## [Dataset extract]
______

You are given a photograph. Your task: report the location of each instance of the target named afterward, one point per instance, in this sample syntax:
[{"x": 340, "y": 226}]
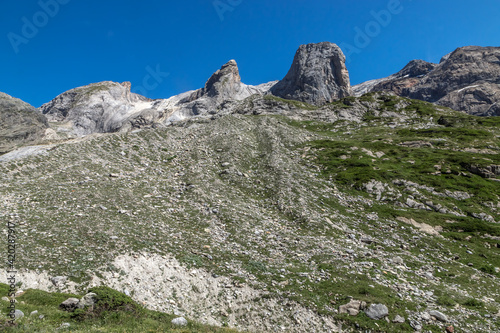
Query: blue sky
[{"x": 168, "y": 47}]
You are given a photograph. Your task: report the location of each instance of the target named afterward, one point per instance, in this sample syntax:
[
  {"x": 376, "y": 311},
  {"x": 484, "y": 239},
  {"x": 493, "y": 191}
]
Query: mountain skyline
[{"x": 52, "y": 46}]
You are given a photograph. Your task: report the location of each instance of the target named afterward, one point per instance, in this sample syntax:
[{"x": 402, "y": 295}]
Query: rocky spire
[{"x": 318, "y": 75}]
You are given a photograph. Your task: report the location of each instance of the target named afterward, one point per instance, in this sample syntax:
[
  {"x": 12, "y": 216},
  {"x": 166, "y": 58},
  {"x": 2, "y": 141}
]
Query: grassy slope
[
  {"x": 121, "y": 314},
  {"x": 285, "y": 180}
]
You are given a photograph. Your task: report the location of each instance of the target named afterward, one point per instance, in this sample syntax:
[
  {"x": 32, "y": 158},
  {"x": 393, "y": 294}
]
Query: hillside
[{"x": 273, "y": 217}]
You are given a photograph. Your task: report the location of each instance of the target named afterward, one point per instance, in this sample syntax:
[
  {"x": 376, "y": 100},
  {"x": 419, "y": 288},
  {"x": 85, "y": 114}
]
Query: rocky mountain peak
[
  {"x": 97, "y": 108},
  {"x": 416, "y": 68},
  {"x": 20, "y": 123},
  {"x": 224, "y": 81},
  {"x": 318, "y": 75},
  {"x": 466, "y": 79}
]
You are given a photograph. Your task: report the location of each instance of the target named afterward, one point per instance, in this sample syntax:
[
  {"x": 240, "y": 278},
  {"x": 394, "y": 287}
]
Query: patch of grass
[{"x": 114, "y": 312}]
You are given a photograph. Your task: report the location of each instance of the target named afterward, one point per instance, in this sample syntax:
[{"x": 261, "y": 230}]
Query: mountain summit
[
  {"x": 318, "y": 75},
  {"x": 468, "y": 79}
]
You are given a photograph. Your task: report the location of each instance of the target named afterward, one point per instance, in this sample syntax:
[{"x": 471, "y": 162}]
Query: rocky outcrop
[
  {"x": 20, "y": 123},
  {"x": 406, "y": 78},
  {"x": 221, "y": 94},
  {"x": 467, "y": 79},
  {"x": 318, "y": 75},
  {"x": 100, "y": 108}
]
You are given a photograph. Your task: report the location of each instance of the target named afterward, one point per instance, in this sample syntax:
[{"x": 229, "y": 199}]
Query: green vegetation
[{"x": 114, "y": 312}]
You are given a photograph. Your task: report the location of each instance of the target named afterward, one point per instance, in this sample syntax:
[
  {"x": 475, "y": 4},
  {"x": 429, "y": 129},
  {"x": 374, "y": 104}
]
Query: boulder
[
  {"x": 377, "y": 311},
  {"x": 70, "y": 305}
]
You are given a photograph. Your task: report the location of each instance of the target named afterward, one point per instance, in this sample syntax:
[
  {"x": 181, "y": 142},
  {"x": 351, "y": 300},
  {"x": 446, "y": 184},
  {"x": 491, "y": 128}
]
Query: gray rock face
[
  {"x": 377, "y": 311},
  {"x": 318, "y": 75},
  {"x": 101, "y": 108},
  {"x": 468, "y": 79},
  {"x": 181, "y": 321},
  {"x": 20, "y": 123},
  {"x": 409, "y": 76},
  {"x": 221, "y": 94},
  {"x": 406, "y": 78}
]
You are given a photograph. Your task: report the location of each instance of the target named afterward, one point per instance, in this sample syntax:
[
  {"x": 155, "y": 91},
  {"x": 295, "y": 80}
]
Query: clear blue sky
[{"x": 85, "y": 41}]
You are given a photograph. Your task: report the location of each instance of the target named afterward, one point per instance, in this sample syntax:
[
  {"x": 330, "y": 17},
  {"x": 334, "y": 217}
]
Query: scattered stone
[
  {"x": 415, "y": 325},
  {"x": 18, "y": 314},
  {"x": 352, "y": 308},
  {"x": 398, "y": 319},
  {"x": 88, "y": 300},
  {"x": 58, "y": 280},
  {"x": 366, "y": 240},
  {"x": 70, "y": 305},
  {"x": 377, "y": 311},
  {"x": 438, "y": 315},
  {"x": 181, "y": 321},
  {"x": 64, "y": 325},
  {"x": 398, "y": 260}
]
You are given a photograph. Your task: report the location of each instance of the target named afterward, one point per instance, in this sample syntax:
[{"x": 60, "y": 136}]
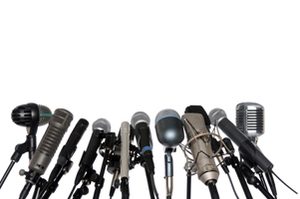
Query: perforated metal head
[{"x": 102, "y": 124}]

______

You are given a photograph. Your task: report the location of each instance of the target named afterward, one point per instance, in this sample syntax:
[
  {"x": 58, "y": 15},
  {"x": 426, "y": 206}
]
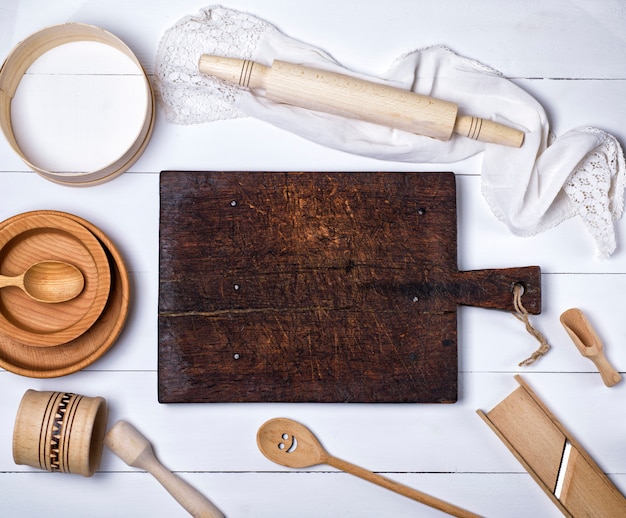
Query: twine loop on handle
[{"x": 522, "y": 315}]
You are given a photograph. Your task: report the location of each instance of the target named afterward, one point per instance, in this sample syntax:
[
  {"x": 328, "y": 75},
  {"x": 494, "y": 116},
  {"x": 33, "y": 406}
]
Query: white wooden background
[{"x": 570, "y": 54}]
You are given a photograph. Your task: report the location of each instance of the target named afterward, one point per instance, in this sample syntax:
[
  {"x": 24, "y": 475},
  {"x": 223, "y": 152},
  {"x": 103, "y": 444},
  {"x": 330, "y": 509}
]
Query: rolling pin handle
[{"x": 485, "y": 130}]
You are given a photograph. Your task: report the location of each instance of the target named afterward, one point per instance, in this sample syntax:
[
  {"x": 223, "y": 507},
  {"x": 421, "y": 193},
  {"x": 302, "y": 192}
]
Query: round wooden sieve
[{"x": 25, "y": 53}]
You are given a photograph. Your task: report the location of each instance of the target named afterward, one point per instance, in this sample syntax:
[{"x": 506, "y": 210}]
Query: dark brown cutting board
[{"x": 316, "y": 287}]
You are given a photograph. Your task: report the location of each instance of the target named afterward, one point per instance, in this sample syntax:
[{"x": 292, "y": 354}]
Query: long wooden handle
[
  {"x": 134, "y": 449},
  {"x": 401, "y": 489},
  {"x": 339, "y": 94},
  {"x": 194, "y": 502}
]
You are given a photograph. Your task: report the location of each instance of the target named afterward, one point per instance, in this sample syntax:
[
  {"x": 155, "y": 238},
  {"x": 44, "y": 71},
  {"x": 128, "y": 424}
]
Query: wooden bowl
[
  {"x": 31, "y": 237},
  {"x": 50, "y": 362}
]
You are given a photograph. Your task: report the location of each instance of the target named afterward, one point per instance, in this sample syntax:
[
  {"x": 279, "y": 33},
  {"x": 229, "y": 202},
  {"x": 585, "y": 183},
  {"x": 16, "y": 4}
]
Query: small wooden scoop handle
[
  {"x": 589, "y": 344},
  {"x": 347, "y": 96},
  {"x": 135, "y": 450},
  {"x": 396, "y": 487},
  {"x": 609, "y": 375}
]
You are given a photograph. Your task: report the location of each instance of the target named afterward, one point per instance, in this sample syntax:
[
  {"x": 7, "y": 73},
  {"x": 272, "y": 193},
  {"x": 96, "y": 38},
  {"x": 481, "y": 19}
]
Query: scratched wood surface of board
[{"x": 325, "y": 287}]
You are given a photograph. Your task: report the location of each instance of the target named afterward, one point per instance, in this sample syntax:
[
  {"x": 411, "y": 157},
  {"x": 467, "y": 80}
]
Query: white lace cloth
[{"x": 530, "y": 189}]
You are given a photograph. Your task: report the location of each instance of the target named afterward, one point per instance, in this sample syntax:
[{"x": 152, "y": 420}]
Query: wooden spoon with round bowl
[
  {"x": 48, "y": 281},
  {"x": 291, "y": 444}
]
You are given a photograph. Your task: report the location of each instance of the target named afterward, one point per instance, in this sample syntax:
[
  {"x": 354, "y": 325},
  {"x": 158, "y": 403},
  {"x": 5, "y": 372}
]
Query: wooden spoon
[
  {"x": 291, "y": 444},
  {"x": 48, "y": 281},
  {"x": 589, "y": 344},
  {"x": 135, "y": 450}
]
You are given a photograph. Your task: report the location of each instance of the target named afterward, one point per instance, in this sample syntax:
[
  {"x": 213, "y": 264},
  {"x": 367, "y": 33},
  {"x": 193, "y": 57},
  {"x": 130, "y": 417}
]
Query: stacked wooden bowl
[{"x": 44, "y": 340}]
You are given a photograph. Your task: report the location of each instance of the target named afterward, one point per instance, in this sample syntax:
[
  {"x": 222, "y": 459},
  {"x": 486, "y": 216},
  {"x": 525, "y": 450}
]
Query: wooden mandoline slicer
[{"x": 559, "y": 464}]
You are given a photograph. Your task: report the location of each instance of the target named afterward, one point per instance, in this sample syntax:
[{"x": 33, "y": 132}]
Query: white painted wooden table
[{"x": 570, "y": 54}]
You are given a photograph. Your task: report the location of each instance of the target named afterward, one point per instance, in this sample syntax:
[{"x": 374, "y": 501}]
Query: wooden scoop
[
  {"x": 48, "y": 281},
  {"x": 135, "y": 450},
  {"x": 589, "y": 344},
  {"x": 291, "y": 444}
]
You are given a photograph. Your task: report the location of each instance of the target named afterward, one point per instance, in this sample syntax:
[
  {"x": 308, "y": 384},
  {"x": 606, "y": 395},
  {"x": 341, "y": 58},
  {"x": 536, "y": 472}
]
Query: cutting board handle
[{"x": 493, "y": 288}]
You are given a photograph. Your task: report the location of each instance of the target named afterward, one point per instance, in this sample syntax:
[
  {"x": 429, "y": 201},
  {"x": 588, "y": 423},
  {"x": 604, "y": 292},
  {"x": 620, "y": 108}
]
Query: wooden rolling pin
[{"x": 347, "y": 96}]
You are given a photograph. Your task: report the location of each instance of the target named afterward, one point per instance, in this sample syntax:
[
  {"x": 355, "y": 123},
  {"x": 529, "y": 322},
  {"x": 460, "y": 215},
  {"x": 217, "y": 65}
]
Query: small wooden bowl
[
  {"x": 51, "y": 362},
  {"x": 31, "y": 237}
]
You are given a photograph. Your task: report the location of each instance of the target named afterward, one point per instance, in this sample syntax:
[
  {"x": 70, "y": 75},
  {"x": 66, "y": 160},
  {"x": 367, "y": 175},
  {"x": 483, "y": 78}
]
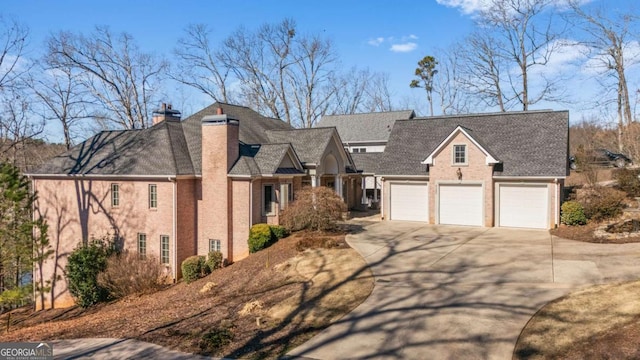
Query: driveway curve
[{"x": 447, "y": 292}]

______

## [Given task]
Which lines in the entries above contain the word "cutting"? Copy each of those lines, counting a match only when the case is the same.

## [Response to the exercise]
Query: dark brown cutting board
Query: cutting board handle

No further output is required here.